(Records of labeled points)
>>>>

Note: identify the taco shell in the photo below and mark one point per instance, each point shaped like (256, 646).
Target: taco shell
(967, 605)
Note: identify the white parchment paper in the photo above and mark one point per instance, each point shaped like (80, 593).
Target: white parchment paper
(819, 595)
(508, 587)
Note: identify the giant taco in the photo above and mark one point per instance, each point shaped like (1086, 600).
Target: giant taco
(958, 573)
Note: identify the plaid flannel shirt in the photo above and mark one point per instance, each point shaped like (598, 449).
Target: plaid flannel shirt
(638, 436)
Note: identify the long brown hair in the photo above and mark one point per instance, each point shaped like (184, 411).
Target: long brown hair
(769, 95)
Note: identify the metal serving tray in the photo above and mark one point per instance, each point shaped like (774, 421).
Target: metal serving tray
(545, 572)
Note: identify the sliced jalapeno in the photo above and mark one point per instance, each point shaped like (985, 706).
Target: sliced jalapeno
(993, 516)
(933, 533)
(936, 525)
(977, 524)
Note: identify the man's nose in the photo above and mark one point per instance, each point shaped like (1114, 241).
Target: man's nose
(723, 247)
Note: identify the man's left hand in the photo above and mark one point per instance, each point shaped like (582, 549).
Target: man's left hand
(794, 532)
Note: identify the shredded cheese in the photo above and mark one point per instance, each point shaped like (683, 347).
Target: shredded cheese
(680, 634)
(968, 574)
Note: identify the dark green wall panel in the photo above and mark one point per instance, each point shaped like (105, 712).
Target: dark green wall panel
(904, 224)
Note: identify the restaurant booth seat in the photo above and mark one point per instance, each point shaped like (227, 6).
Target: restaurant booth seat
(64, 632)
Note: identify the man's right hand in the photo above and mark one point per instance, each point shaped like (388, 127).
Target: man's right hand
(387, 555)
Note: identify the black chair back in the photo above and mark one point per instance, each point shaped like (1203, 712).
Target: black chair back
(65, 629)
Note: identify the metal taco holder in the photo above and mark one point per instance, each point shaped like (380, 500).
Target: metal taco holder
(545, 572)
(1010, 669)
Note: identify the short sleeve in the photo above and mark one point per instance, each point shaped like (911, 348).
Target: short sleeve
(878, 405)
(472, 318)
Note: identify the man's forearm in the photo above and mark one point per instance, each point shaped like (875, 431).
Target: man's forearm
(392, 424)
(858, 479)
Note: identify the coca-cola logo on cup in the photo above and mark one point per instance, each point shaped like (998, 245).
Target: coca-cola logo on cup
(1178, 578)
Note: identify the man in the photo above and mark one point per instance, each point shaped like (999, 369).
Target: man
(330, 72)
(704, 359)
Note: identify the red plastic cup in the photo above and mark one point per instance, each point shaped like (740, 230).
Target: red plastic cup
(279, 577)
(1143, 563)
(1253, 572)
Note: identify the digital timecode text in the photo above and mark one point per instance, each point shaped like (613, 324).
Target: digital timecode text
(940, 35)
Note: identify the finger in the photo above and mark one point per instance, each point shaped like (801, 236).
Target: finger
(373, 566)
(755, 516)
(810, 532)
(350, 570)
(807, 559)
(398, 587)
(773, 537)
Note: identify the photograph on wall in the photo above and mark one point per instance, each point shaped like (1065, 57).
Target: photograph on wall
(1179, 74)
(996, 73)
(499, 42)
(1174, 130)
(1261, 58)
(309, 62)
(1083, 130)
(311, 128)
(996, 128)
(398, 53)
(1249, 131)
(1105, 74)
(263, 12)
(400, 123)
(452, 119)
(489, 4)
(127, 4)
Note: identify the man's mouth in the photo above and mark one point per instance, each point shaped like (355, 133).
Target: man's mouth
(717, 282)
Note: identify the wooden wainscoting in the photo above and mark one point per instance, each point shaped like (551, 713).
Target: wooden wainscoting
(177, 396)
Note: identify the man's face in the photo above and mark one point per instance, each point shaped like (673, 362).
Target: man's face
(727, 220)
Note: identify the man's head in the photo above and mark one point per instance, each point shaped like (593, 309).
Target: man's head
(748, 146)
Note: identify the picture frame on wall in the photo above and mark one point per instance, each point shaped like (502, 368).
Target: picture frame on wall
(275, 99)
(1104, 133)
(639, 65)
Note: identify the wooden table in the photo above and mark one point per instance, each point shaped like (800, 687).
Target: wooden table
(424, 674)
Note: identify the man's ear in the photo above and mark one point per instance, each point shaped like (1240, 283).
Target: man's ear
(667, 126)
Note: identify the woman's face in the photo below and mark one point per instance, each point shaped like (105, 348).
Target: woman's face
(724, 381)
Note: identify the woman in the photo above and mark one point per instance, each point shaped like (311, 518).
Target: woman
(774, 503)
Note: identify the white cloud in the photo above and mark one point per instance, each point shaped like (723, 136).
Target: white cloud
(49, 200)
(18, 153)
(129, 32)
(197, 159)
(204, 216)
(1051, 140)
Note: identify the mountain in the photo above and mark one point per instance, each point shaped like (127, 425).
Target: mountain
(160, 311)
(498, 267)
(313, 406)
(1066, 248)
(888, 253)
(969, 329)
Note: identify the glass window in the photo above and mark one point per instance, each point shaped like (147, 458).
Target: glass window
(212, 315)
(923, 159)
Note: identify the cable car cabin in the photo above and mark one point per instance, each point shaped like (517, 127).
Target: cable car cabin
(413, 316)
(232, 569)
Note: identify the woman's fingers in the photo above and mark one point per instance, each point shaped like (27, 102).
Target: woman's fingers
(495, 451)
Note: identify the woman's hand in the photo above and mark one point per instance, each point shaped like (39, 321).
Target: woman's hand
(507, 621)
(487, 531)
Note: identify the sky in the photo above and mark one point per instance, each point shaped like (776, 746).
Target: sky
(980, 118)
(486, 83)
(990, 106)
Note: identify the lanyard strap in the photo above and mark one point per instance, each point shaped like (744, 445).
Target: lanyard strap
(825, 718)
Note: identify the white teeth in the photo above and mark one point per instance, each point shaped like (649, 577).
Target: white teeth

<<<<

> _WHAT IS REQUIRED_
Your task is to retype all the records above with nothing left out.

> _FINISHED ANSWER_
Note: identify the taco shell in the photo below and mark one point per instance, each point shaped like (256, 646).
Target: taco shell
(967, 605)
Note: identify the white parchment paper in the photo above and mark one point per instance, each point shaped like (80, 593).
Target: white parchment paper
(819, 595)
(508, 587)
Note: identify the giant taco in the photo above and mark one point per instance, each point shaped like (1086, 600).
Target: giant taco
(958, 573)
Note: identify the plaid flannel shirt in the photo above and mark one point per instance, each point shaped like (598, 449).
Target: plaid flannel shirt
(638, 436)
Note: identify the long brown hair in the photo above and mark one point per instance, each point shaped like (184, 411).
Target: long brown hair
(769, 95)
Note: identify the metal serving tray in the photo above and mark one point per instance, each point shaped like (774, 421).
Target: metal serving tray
(545, 572)
Note: identify the sliced jalapeno in the photo above and mark one point per instance, each point shaped like (985, 706).
Target: sliced jalapeno
(993, 516)
(933, 533)
(936, 525)
(977, 524)
Note: identify the man's nose in the photo above and mark one point per instance, each point shaped like (1114, 241).
Target: man's nose
(723, 247)
Note: identify the man's left hand in the photo above and mark one point per instance, each point shaped like (582, 549).
Target: man's left hand
(794, 532)
Note: identify the shredded cheese in the photo above and mark one point per instance, each point shaped like (683, 347).
Target: shredded cheese
(680, 634)
(968, 574)
Note: identify the dark green wall panel in the photo above and mark one point per instance, each point shaped like (105, 712).
Target: dark green wall panel
(904, 224)
Note: identify the restaurant booth seat in the photo above and mark one point per instance, each point shaped like (227, 6).
Target: restaurant booth seat
(64, 632)
Note: identify the man's right hand in the photo above and mark one point per instance, each point shaped like (388, 127).
Target: man's right hand
(387, 555)
Note: identify the black chair back in the photo above and mark one point per instance, each point shaped like (1203, 712).
Target: black chair back
(65, 629)
Note: identify the metal taco holder in the photo above and mark one point per instance, each point shaped like (380, 500).
Target: metal taco holder
(545, 572)
(1010, 669)
Note: identify the short sleeve in the photo above and mark one point per instance, each point shaped like (911, 348).
Target: short sleeve
(878, 405)
(472, 318)
Note: identify the man's forearm in the photo above and mark one point per instance, each point shaped like (875, 431).
Target: man's forearm
(392, 424)
(858, 479)
Note: identify the coca-cola logo on cup in the photo above and mark one point per instance, each point shaped like (998, 245).
Target: coca-cola logo on cup
(1178, 578)
Note: identify the man in the photo above and mark one point per instance, each point shaped like (999, 369).
Target: man
(330, 72)
(704, 359)
Note: identify the red plastic cup in the photo above and mark one point per instance, each point shaped like (740, 230).
Target: red plastic cup
(279, 577)
(1143, 563)
(1253, 572)
Note: identify the digital timecode text in the photo above and mark one point per instance, each point shaped like (613, 324).
Target: digital timecode text
(940, 35)
Note: identify the finger in the photo above and mark one point per instance, each point shaped like (801, 236).
Target: finger
(373, 566)
(755, 516)
(810, 532)
(350, 570)
(807, 559)
(398, 587)
(773, 537)
Note: identify the photograph on wall in the photo above and mark one point per instance, each point shaped like (1065, 57).
Target: photograph on wall
(1179, 74)
(996, 73)
(499, 42)
(1174, 130)
(1261, 58)
(309, 62)
(1083, 130)
(311, 128)
(996, 128)
(398, 53)
(1249, 131)
(1105, 74)
(263, 12)
(400, 123)
(452, 119)
(489, 4)
(127, 4)
Note: identify the man's mouth in the photo above and mark one point per instance, each point shaped like (355, 133).
Target: man's mouth
(717, 282)
Note: identify the wooden wainscoting in the photo above and mark one point per instance, each point shaped like (551, 713).
Target: wooden wainscoting
(177, 396)
Note: identify the man's face in the photo above and mark one point per instance, each point shaped like (673, 362).
Target: man's face
(727, 220)
Note: identify the man's head in the photo above and mark one point per instance, each point shaped like (593, 309).
Target: man's head
(748, 146)
Note: identify the picture frame on wall in the photo above and mark one point per instance, each point shaped like (502, 368).
Target: picture frame on wall
(275, 99)
(1104, 133)
(639, 65)
Note: identify the wooden table in the photo above and mark one point per instance, each point shaped like (800, 687).
Target: wooden table
(424, 674)
Note: identify the man's ear in the photo above and mark one point per instance, each point shaped like (1240, 283).
Target: man's ear
(667, 126)
Note: identify the woman's face in the photo below and mark one point per instance, each point shaped like (105, 348).
Target: woman's face
(724, 381)
Note: identify the woman in the photo above and mark one point per instance, each point shaped like (311, 518).
Target: woman
(774, 503)
Note: identify the white cloud in the photo above and mark one point per instance, each point shaped like (723, 136).
Target: white cloud
(49, 200)
(18, 153)
(129, 32)
(197, 159)
(204, 216)
(1051, 140)
Note: identify the mountain in the photo above and mark one point per instance, each point shaped like (127, 425).
Target: mountain
(160, 311)
(498, 267)
(313, 406)
(1066, 248)
(888, 253)
(969, 329)
Note: identify the glass window in the photo above and mark one point per instance, each point shaped like (147, 458).
Target: glass window
(212, 315)
(923, 159)
Note: identify the cable car cabin in the photo above and mark one point per instance, each point shaped like (517, 127).
Target: cable car cabin
(413, 316)
(232, 569)
Note: identify the woman's fingers in the photo above and mark one point per instance, each point shaped like (27, 102).
Target: woman's fingers
(495, 451)
Note: identify the woman's hand in the photo above and mark one point per instance, each point shaped like (39, 321).
Target: woman's hand
(507, 621)
(487, 531)
Note: identify the sky in the photo above and mark one point per instance, each point shaped like (776, 746).
Target: sky
(980, 118)
(486, 83)
(990, 106)
Note: identify the lanyard strap in the photo above and mark one point per instance, each point shaped like (744, 445).
Target: lanyard strap
(825, 718)
Note: identify the white teeth in the photo above and mark one point per instance, each point shaped like (649, 577).
Target: white teeth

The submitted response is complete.